TASK REQUIREMENTS:
Rewrite the lines below, changing every "negative clicks" to "background clicks" and leaving everything else as it is.
Start of DATA SUPPLIED
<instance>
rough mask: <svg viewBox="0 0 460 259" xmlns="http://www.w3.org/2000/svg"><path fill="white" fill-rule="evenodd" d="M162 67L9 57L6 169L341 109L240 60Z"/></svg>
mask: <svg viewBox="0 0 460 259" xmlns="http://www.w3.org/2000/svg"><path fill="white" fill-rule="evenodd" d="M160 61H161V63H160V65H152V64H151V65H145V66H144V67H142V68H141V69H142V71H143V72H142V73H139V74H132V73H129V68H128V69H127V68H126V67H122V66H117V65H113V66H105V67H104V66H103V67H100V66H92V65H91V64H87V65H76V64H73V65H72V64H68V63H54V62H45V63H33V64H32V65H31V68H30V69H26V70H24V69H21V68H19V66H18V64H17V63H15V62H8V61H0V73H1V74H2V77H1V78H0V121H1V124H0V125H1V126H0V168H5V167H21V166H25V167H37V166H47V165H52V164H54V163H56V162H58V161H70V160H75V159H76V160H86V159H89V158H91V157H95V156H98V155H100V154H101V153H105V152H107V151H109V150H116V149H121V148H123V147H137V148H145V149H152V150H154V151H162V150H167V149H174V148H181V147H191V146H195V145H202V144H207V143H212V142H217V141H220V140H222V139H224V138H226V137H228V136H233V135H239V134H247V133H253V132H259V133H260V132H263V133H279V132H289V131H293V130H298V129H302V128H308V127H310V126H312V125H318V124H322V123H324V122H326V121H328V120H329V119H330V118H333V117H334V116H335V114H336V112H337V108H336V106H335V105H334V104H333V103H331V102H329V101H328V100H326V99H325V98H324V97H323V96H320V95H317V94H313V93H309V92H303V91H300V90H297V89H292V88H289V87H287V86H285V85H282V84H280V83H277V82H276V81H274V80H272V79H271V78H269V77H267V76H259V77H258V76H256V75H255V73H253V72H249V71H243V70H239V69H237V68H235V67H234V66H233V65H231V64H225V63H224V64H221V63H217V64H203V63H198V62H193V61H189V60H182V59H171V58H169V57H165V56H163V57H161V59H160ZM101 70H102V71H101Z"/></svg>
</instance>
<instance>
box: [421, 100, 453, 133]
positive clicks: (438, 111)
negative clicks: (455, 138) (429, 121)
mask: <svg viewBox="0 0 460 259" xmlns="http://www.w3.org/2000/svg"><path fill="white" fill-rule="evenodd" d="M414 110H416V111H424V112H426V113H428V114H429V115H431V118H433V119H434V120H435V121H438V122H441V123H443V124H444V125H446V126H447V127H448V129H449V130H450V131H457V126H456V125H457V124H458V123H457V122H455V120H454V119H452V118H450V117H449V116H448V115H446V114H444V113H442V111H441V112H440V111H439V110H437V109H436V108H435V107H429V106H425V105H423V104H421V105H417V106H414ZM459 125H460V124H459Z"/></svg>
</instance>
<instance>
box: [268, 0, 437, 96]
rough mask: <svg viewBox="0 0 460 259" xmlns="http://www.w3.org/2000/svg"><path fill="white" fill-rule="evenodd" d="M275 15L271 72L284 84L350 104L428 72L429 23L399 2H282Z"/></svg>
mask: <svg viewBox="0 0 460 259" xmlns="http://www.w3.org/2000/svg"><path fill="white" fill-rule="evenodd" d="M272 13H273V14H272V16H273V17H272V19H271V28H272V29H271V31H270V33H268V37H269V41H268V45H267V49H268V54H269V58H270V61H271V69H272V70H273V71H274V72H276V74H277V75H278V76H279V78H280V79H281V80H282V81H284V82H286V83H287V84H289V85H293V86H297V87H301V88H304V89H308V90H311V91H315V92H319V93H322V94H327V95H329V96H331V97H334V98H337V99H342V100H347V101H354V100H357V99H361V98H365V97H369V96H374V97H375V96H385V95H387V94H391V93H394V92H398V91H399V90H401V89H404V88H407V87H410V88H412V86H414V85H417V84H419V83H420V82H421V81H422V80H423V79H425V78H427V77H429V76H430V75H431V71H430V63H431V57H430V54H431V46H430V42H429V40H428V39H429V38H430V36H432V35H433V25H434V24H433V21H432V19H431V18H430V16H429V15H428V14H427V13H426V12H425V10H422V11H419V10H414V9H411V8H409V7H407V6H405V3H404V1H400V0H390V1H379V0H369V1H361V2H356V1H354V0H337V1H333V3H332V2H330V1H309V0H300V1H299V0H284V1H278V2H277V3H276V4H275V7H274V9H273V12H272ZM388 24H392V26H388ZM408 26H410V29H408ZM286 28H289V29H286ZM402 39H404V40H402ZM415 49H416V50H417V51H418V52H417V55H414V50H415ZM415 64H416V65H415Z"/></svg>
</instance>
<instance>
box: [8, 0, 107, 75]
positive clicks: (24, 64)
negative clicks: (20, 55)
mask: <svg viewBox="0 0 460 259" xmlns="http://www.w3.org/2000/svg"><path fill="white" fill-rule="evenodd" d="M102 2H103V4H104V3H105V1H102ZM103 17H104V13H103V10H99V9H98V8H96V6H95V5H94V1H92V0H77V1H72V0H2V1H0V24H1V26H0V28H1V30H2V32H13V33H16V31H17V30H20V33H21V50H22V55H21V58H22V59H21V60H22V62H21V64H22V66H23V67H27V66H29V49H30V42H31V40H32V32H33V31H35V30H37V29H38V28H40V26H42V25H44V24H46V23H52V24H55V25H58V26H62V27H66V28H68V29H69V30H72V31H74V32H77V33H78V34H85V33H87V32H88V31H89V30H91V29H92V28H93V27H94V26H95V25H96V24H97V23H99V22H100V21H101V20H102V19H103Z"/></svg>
End of DATA SUPPLIED
RESPONSE BOX:
<instance>
rough mask: <svg viewBox="0 0 460 259" xmlns="http://www.w3.org/2000/svg"><path fill="white" fill-rule="evenodd" d="M162 67L9 57L6 169L341 109L240 60Z"/></svg>
mask: <svg viewBox="0 0 460 259" xmlns="http://www.w3.org/2000/svg"><path fill="white" fill-rule="evenodd" d="M160 61H161V63H160V65H152V64H151V65H145V66H144V67H142V68H141V69H142V71H143V72H142V73H139V74H132V73H129V68H128V69H127V68H126V67H122V66H117V65H113V66H105V67H104V66H103V67H100V66H92V65H91V64H87V65H76V64H73V65H72V64H68V63H54V62H45V63H33V64H32V65H31V68H30V69H26V70H24V69H21V68H19V66H18V64H17V63H15V62H8V61H0V73H1V74H2V77H1V78H0V121H1V124H0V125H1V126H0V168H5V167H21V166H25V167H37V166H47V165H52V164H54V163H56V162H58V161H70V160H75V159H76V160H86V159H89V158H91V157H95V156H98V155H100V154H101V153H105V152H107V151H109V150H116V149H121V148H123V147H137V148H145V149H152V150H154V151H162V150H167V149H174V148H181V147H191V146H195V145H202V144H207V143H212V142H217V141H220V140H222V139H224V138H226V137H228V136H233V135H239V134H247V133H253V132H259V133H260V132H263V133H279V132H289V131H293V130H298V129H302V128H308V127H310V126H312V125H318V124H322V123H324V122H326V121H328V120H329V119H330V118H333V117H334V116H335V114H336V112H337V108H336V106H335V105H334V104H333V103H331V102H329V101H328V100H326V99H325V98H324V97H323V96H320V95H317V94H313V93H309V92H303V91H300V90H297V89H292V88H289V87H287V86H285V85H282V84H280V83H277V82H276V81H274V80H272V79H271V78H269V77H267V76H259V77H258V76H256V75H255V73H253V72H249V71H243V70H239V69H237V68H235V67H234V66H233V65H231V64H225V63H224V64H221V63H217V64H203V63H198V62H193V61H189V60H182V59H171V58H169V57H165V56H163V57H161V59H160ZM101 70H102V71H101Z"/></svg>
</instance>
<instance>
box: [421, 100, 453, 133]
positive clicks: (438, 111)
background clicks: (455, 138) (429, 121)
mask: <svg viewBox="0 0 460 259" xmlns="http://www.w3.org/2000/svg"><path fill="white" fill-rule="evenodd" d="M414 110H416V111H424V112H426V113H428V114H429V115H431V118H433V119H434V120H435V121H438V122H441V123H443V124H444V125H446V126H447V127H448V129H449V130H450V131H457V126H456V125H457V124H458V123H457V122H455V120H454V119H452V118H450V117H449V116H448V115H446V114H444V113H442V111H441V112H440V111H439V110H437V109H436V108H435V107H429V106H425V105H423V104H421V105H417V106H414ZM459 125H460V124H459Z"/></svg>
</instance>
<instance>
box: [268, 0, 437, 96]
rough mask: <svg viewBox="0 0 460 259" xmlns="http://www.w3.org/2000/svg"><path fill="white" fill-rule="evenodd" d="M275 15L271 72L284 84L350 104L428 72L429 23L399 2H282Z"/></svg>
mask: <svg viewBox="0 0 460 259" xmlns="http://www.w3.org/2000/svg"><path fill="white" fill-rule="evenodd" d="M272 13H273V14H272V16H273V17H272V19H271V28H272V29H271V31H270V33H268V37H269V41H268V45H267V49H268V54H269V58H270V61H271V69H272V70H273V71H274V72H276V74H277V75H278V76H279V78H280V79H281V80H282V81H284V82H286V83H287V84H289V85H293V86H297V87H301V88H304V89H308V90H311V91H315V92H319V93H322V94H327V95H329V96H331V97H334V98H337V99H342V100H347V101H354V100H357V99H361V98H365V97H369V96H374V97H375V96H385V95H387V94H391V93H394V92H398V91H399V90H401V89H404V88H407V87H410V88H412V86H414V85H417V84H419V83H420V82H421V81H422V80H423V79H425V78H427V77H429V76H430V75H431V71H430V63H431V57H430V54H431V46H430V42H429V40H428V39H429V38H430V36H432V35H433V25H434V24H433V21H432V19H431V18H430V16H429V15H428V14H427V13H426V12H425V10H422V11H419V10H414V9H411V8H409V7H407V6H405V3H404V1H400V0H390V1H379V0H369V1H361V2H356V1H354V0H337V1H333V3H332V2H330V1H309V0H300V1H299V0H284V1H278V2H277V3H276V4H275V7H274V9H273V12H272ZM388 24H392V26H388ZM408 26H410V29H408ZM286 28H289V29H286ZM402 39H404V40H402ZM415 49H416V50H417V51H418V52H417V55H414V50H415ZM415 64H416V65H415Z"/></svg>
</instance>
<instance>
box: [8, 0, 107, 75]
positive clicks: (24, 64)
background clicks: (20, 55)
mask: <svg viewBox="0 0 460 259" xmlns="http://www.w3.org/2000/svg"><path fill="white" fill-rule="evenodd" d="M102 2H103V4H104V3H105V1H102ZM103 17H104V13H103V10H99V9H98V8H96V6H95V5H94V1H92V0H77V1H72V0H2V1H0V24H1V26H0V28H1V30H2V32H13V33H16V31H17V30H20V33H21V50H22V55H21V58H22V59H21V60H22V62H21V64H22V66H23V67H27V66H29V49H30V42H31V40H32V32H33V31H35V30H37V29H38V28H40V26H42V25H44V24H46V23H52V24H55V25H58V26H62V27H66V28H68V29H69V30H72V31H74V32H77V33H78V34H85V33H87V32H88V31H89V30H91V29H92V28H93V27H94V26H95V25H96V24H97V23H99V22H100V21H101V20H102V19H103Z"/></svg>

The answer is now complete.